_Job_. Could every line of the data be printed exactly as it reads?

---

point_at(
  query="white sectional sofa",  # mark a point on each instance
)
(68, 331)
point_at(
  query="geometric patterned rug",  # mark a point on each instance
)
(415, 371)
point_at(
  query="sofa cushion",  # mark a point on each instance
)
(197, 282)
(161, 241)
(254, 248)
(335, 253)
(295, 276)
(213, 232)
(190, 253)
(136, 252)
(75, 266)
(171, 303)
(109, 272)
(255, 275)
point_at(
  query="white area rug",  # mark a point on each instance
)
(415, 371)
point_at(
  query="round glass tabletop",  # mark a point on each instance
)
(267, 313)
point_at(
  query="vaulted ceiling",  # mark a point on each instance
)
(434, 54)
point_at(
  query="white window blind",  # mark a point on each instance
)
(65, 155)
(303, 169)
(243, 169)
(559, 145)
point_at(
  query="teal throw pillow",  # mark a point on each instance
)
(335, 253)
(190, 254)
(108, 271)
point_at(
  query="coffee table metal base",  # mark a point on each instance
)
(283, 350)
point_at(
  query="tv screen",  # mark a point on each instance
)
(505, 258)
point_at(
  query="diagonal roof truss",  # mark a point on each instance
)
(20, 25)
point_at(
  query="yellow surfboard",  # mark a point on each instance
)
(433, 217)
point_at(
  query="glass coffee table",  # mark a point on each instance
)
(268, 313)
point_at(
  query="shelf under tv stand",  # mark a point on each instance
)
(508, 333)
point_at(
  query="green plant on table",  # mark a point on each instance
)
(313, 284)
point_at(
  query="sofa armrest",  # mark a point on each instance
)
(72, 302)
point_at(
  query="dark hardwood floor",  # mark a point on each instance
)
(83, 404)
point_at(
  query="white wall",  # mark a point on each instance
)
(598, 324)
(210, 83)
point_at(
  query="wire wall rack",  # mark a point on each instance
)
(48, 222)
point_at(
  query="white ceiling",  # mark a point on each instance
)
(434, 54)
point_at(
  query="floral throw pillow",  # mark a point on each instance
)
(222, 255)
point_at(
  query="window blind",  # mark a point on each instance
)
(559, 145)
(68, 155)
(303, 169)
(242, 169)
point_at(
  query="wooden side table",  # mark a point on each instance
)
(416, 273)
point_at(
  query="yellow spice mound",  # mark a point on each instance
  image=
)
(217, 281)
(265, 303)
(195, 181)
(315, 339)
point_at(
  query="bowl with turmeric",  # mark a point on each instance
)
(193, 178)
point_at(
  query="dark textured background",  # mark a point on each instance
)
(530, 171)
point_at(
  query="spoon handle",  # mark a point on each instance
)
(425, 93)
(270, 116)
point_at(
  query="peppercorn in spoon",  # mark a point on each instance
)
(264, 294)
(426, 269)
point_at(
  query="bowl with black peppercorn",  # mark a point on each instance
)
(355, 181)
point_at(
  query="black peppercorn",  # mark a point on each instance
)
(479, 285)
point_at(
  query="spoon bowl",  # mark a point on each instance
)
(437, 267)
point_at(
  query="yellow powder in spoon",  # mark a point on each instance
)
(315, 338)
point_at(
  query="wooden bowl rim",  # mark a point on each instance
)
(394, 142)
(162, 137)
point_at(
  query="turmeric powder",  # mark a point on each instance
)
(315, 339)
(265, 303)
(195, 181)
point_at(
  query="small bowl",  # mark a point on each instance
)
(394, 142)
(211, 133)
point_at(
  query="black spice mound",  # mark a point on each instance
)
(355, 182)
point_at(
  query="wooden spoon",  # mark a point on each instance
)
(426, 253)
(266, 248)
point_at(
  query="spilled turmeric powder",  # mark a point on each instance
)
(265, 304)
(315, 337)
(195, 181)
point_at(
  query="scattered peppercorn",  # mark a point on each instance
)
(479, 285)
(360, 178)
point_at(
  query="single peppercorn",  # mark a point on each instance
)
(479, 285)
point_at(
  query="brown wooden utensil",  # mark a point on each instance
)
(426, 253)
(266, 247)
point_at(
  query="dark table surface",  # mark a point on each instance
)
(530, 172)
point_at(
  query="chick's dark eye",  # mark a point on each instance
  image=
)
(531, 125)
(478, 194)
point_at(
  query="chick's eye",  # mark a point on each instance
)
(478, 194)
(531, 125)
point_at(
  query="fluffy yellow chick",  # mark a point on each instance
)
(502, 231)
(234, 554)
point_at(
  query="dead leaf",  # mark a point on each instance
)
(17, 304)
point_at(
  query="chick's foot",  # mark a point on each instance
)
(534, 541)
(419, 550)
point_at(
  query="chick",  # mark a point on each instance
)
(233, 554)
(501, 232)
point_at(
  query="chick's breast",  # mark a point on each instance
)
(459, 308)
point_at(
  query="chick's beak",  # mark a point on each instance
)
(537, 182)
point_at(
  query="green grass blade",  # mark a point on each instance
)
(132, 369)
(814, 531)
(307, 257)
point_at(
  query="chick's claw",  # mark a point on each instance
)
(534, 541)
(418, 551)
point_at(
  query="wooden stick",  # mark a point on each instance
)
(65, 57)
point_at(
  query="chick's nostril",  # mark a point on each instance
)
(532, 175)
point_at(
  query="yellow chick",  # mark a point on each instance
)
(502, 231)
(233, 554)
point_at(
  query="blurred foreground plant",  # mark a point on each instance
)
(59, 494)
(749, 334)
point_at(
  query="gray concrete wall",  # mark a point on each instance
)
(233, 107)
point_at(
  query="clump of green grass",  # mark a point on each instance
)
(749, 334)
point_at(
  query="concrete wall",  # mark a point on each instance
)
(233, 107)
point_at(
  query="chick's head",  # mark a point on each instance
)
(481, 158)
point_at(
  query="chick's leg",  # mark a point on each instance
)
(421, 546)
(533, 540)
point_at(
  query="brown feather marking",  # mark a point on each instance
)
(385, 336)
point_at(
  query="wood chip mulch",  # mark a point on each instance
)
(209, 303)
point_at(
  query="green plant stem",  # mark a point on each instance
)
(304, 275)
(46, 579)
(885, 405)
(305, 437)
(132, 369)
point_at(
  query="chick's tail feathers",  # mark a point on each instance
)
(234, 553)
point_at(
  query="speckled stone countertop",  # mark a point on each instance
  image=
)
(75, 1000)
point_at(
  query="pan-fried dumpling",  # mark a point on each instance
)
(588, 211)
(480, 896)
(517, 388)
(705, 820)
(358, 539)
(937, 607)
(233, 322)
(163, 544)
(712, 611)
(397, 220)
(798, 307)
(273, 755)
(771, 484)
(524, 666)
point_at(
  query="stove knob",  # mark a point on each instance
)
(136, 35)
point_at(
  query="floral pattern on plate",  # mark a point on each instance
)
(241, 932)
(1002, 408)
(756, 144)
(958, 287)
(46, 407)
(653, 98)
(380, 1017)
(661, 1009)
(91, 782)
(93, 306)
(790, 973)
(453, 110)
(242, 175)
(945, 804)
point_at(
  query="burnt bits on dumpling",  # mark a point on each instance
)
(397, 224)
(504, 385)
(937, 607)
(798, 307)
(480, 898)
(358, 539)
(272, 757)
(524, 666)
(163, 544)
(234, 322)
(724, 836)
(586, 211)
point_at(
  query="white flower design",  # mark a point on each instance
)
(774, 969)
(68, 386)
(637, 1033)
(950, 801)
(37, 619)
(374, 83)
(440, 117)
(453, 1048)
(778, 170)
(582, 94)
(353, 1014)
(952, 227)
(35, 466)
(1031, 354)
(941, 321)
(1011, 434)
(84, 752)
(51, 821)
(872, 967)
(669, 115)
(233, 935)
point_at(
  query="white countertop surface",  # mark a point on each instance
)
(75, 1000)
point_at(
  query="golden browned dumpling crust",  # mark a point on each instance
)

---

_Task output_.
point_at(
  query="white sectional sofa",  # mark a point on each instance
)
(68, 331)
point_at(
  query="geometric patterned rug",  # mark a point on each instance
)
(415, 371)
point_at(
  query="sofa cushion",  # mark a point on each instance
)
(197, 282)
(161, 241)
(254, 248)
(335, 253)
(295, 276)
(213, 232)
(190, 253)
(136, 252)
(75, 266)
(171, 303)
(109, 272)
(255, 275)
point_at(
  query="white area rug",  # mark a point on each instance
)
(415, 371)
point_at(
  query="round glass tabletop",  # mark a point on each instance
)
(267, 313)
point_at(
  query="vaulted ceiling",  # mark a point on each instance
)
(434, 54)
point_at(
  query="white window blind",  # mark a point on each instance
)
(65, 155)
(303, 169)
(243, 169)
(559, 145)
point_at(
  query="teal throw pillow",  # mark a point on each instance
)
(335, 253)
(190, 254)
(108, 271)
point_at(
  query="coffee table metal base",  # mark a point on each instance
)
(283, 350)
point_at(
  query="tv screen",  # mark a point on each instance
)
(505, 258)
point_at(
  query="diagonal roof truss",  # mark a point on each instance
)
(20, 25)
point_at(
  query="yellow surfboard",  # mark a point on each instance
)
(433, 217)
point_at(
  query="glass coffee table",  # mark a point on each instance
)
(268, 313)
point_at(
  query="shelf under tv stand",  # mark a point on each instance
)
(508, 333)
point_at(
  query="green plant on table",  # mark a point on each instance
)
(313, 284)
point_at(
  query="sofa armrest",  # mark a point on each instance
)
(72, 302)
point_at(
  query="dark hardwood floor",  # mark a point on each instance
)
(83, 404)
point_at(
  query="white wall",  # mark a point on each instance
)
(598, 324)
(210, 83)
point_at(
  query="wire wall rack",  # mark a point on each instance
)
(48, 222)
point_at(
  query="white ceiling",  # mark a point on each instance
)
(434, 54)
point_at(
  query="floral throw pillow",  # mark a point on each instance
)
(222, 255)
point_at(
  query="window blind",  # mark a point on each instance
)
(559, 145)
(68, 155)
(303, 169)
(242, 169)
point_at(
  query="wooden side table",  # mark a point on each instance
)
(416, 273)
point_at(
  query="yellow spice mound",  # mark a point on each instance
  image=
)
(217, 281)
(265, 303)
(195, 181)
(315, 339)
point_at(
  query="bowl with turmeric",  # mark a point on each instance
)
(193, 178)
point_at(
  query="dark textured background",  # mark a point on each instance
)
(530, 171)
point_at(
  query="spoon handle",  # mark a point on each instance
)
(425, 93)
(270, 116)
point_at(
  query="peppercorn in spoon",  # mark a point on each instance
)
(264, 294)
(426, 269)
point_at(
  query="bowl with black peppercorn",  # mark a point on each instance
)
(355, 181)
point_at(
  query="black peppercorn",  # mark a point on each instance
)
(479, 285)
point_at(
  query="spoon bowl",  # mark a point on each instance
)
(437, 267)
point_at(
  query="yellow powder in spoon",  # mark a point on each instance
)
(315, 338)
point_at(
  query="wooden bowl rim",  # mark a point on each instance
)
(394, 142)
(162, 137)
point_at(
  query="turmeric powder",  # mark a point on each instance
)
(315, 339)
(265, 303)
(195, 181)
point_at(
  query="small bowl",  # mark a point on each instance
)
(394, 142)
(211, 133)
point_at(
  query="black spice mound",  # mark a point on each instance
)
(355, 182)
point_at(
  query="wooden spoon",  # mark a point on each instance
)
(426, 253)
(266, 248)
point_at(
  query="spilled turmeric powder",  # mark a point on each instance
)
(265, 304)
(315, 337)
(195, 181)
point_at(
  query="scattered peppercorn",  # mark a point on each instance
)
(479, 285)
(360, 178)
point_at(
  query="single peppercorn",  # mark a point on each instance
)
(479, 285)
point_at(
  query="brown wooden utensil",  # mark a point on each instance
)
(426, 253)
(266, 247)
point_at(
  query="dark table surface",  # mark a point on each instance
)
(530, 172)
point_at(
  query="chick's dark eye",  # mark a point on each instance
  image=
)
(531, 125)
(478, 194)
point_at(
  query="chick's eye",  # mark a point on each instance
)
(478, 194)
(531, 125)
point_at(
  query="fluffy yellow chick",  # mark a point on each instance
)
(502, 231)
(234, 554)
point_at(
  query="dead leaf",  # mark a point on each instance
)
(17, 304)
point_at(
  query="chick's foot",  # mark a point on each instance
)
(534, 541)
(419, 550)
point_at(
  query="chick",  # mark a point on each instance
)
(233, 554)
(501, 232)
point_at(
  query="chick's breast",  # mark a point on each instance
)
(459, 308)
point_at(
  query="chick's beak",  # mark a point on each instance
)
(537, 182)
point_at(
  query="green grass blade",  # mark a point on each instance
)
(132, 369)
(814, 531)
(307, 257)
point_at(
  query="chick's claw",  # mark a point on each instance
)
(534, 541)
(418, 551)
point_at(
  query="wooden stick",  # mark a point on each instance
)
(65, 57)
point_at(
  query="chick's nostril",  # mark a point on each instance
)
(532, 175)
point_at(
  query="yellow chick",  # mark a point on each instance
)
(502, 231)
(233, 554)
point_at(
  query="blurred foreground plant",  # mark a point on each instance
)
(59, 494)
(749, 334)
point_at(
  query="gray concrete wall",  # mark a point on each instance
)
(233, 107)
point_at(
  query="clump of green grass",  # mark a point on each instance
)
(749, 334)
point_at(
  query="concrete wall",  # mark a point on each instance
)
(233, 107)
point_at(
  query="chick's head",  # mark a point on each instance
)
(481, 158)
point_at(
  query="chick's leg",  # mark a point on each instance
)
(421, 546)
(533, 540)
point_at(
  query="brown feather marking",  # mark a point on each instance
)
(385, 336)
point_at(
  query="wood chip mulch",  # mark a point on each instance
)
(209, 303)
point_at(
  query="green plant stem",  # mark a point on each instance
)
(304, 275)
(46, 579)
(885, 405)
(305, 437)
(132, 369)
point_at(
  query="chick's tail feathers",  # mark a point on each instance
)
(234, 553)
point_at(
  query="speckled stone countertop",  # mark a point on each instance
  image=
)
(75, 1000)
point_at(
  query="pan-fried dumpling",  # mark a point on each instance
)
(588, 211)
(480, 896)
(517, 388)
(705, 820)
(358, 539)
(937, 607)
(233, 322)
(163, 544)
(712, 611)
(397, 220)
(798, 307)
(273, 755)
(771, 484)
(524, 666)
point_at(
  query="stove knob",  # mark a point on each instance
)
(136, 35)
point_at(
  query="floral pattern on plate",  # mark a point on each instance
)
(241, 932)
(1002, 408)
(756, 144)
(958, 287)
(46, 407)
(653, 98)
(380, 1017)
(661, 1009)
(91, 782)
(93, 306)
(790, 973)
(453, 110)
(242, 175)
(945, 804)
point_at(
  query="burnt bits on dumpling",  # mark a point on each instance
)
(397, 224)
(504, 385)
(937, 607)
(798, 307)
(480, 898)
(358, 539)
(272, 757)
(524, 666)
(163, 544)
(234, 322)
(724, 836)
(586, 211)
point_at(
  query="white flower design",  # mark a point on each instance
)
(774, 969)
(68, 386)
(637, 1033)
(950, 801)
(37, 619)
(374, 83)
(440, 117)
(453, 1048)
(778, 170)
(582, 94)
(353, 1014)
(952, 227)
(35, 466)
(1031, 354)
(941, 321)
(1011, 434)
(84, 752)
(51, 821)
(872, 967)
(669, 115)
(233, 935)
point_at(
  query="white countertop surface",  # mark a point on each instance
)
(75, 1000)
point_at(
  query="golden browned dumpling crust",  # mark a point on each instance
)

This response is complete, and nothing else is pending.